> [What needs to be done] Pick out every line in the items below that contains the word "mountain", and copy each one in full.

> [Record extracts]
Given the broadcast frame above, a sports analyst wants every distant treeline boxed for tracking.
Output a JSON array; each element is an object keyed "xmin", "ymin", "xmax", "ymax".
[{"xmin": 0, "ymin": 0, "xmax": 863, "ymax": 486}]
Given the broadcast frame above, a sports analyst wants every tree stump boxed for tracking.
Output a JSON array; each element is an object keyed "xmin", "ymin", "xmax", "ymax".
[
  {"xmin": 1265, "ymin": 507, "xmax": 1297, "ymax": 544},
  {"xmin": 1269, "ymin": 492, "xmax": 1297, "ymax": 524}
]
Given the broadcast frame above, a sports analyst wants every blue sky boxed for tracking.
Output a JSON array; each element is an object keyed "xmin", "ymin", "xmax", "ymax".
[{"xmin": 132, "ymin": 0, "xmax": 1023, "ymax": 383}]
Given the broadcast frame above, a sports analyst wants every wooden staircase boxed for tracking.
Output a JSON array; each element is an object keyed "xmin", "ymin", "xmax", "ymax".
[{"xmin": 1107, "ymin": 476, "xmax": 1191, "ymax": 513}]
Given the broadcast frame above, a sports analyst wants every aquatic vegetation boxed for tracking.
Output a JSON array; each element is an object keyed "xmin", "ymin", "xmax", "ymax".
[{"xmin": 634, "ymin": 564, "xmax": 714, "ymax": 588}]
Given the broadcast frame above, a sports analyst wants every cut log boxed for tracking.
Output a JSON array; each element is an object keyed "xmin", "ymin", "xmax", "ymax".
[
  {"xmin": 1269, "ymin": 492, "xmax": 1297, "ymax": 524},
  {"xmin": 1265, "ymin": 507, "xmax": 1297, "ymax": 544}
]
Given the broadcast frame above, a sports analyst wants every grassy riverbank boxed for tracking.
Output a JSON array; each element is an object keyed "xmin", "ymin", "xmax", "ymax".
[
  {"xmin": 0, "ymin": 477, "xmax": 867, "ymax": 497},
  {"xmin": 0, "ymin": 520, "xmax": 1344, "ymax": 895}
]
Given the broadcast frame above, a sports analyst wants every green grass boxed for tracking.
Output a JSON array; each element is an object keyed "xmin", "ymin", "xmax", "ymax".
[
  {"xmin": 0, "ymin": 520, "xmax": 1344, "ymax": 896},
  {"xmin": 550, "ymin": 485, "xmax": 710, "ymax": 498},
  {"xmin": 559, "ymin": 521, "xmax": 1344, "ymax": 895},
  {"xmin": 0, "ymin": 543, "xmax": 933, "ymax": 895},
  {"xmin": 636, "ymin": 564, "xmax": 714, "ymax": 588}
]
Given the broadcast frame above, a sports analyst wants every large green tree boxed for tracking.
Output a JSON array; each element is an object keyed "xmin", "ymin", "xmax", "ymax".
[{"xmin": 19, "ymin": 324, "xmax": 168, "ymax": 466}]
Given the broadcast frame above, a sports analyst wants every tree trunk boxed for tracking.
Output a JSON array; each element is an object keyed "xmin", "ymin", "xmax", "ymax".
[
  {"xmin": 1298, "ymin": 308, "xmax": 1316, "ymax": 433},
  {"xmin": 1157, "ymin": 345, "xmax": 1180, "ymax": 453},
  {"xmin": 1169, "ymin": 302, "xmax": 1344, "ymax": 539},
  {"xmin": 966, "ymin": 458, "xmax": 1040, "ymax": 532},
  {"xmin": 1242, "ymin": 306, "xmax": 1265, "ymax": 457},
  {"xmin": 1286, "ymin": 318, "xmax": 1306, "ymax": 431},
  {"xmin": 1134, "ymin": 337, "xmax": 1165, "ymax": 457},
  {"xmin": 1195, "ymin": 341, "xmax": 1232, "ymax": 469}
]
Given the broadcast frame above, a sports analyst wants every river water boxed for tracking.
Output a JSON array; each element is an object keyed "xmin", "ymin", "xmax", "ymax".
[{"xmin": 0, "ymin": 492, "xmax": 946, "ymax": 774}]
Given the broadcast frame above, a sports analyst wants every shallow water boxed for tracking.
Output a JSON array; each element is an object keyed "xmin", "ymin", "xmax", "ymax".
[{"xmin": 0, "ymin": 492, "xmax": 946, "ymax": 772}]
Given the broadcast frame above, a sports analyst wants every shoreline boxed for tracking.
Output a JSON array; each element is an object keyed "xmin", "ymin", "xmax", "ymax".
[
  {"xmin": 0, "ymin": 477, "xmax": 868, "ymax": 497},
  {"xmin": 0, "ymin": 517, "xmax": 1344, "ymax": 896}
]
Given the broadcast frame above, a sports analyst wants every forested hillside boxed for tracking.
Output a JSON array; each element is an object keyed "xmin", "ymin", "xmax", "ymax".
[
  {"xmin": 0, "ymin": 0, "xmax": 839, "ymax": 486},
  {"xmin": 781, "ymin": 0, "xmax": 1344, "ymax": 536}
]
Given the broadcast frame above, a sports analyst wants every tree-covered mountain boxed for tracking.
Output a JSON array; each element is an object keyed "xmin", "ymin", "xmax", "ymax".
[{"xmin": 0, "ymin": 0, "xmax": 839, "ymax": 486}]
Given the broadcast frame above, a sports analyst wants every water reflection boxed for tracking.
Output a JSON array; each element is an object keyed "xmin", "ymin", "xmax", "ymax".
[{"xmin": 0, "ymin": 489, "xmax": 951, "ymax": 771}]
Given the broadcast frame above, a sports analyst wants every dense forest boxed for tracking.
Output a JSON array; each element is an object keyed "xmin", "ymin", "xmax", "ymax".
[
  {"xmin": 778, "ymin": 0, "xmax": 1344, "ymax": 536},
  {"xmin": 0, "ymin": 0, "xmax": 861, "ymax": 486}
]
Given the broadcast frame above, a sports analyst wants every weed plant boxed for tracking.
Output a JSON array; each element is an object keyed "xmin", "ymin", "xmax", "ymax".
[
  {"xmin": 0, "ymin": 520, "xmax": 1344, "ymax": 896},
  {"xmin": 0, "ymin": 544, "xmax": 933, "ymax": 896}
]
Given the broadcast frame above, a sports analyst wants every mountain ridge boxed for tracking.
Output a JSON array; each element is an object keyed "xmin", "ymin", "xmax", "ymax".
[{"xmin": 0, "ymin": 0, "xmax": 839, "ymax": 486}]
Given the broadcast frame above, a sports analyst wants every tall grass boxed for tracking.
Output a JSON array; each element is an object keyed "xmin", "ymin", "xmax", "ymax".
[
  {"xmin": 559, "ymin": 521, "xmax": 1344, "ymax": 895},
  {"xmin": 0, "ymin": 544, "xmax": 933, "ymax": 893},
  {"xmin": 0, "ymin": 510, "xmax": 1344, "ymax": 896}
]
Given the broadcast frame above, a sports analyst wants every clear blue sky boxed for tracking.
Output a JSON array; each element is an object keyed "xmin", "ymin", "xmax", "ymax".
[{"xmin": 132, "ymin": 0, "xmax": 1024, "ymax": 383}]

* * *

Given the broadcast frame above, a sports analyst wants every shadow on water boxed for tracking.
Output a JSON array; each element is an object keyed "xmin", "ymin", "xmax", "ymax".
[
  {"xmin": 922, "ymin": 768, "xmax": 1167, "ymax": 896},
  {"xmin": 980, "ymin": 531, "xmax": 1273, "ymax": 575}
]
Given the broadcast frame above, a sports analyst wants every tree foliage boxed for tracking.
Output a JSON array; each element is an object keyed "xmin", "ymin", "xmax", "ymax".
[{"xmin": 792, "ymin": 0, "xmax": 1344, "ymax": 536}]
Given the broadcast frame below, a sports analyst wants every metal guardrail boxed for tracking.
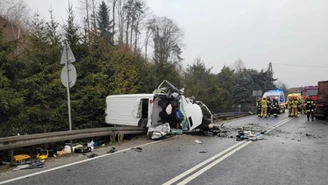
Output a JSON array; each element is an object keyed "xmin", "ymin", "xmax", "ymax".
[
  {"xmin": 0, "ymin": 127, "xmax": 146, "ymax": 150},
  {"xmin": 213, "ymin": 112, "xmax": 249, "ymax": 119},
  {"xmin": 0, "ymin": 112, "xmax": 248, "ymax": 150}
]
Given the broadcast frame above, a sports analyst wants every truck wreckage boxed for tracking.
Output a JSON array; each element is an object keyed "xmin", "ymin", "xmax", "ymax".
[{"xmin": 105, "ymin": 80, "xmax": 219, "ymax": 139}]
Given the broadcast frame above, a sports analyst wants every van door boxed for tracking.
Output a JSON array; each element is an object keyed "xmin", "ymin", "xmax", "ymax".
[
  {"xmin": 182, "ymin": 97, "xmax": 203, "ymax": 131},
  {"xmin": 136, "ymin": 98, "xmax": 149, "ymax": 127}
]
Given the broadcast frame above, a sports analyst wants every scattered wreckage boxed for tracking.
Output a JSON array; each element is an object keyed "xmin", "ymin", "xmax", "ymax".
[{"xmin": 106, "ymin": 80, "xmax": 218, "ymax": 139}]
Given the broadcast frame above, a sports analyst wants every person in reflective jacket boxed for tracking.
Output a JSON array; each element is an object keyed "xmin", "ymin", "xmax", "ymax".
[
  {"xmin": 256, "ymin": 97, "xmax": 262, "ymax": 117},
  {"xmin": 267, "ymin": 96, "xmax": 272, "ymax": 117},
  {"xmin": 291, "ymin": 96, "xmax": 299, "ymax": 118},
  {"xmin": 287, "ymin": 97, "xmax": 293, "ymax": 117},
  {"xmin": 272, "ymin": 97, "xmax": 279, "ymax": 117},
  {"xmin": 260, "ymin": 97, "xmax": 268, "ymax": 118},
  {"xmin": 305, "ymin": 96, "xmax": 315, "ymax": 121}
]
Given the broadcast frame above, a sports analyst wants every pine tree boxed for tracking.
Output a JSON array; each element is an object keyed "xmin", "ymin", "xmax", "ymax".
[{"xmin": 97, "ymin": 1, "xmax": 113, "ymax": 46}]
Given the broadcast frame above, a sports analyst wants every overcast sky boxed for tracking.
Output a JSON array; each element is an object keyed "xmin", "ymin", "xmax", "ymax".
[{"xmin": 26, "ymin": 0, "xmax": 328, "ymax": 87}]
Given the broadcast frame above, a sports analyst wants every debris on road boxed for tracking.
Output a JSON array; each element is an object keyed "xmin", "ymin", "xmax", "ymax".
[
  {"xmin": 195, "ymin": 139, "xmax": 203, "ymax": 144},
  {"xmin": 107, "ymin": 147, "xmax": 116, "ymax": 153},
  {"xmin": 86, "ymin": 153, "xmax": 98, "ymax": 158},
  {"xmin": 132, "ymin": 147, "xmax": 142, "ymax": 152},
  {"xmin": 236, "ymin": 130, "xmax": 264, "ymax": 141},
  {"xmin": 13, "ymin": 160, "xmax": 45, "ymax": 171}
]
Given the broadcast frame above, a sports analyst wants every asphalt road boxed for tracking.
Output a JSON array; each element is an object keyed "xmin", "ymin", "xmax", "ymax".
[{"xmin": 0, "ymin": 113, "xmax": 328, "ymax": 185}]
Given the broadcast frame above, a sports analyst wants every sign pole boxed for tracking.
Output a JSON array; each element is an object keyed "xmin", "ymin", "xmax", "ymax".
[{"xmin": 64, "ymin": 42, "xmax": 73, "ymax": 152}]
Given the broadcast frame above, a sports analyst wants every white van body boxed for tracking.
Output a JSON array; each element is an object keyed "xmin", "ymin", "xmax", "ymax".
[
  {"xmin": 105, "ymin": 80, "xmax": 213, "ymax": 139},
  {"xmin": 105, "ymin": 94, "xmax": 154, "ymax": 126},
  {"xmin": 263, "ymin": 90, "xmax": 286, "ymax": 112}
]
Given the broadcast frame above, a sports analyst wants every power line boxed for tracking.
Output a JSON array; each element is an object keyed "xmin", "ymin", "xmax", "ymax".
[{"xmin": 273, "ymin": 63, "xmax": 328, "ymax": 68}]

> [Reply to the exercise]
Given the broadcast frame above, a sports analyst wants every tree-covered mountain boxed for tracking.
Given the broadcast frame above, a sports analyst wants every mountain ridge boxed for tracking.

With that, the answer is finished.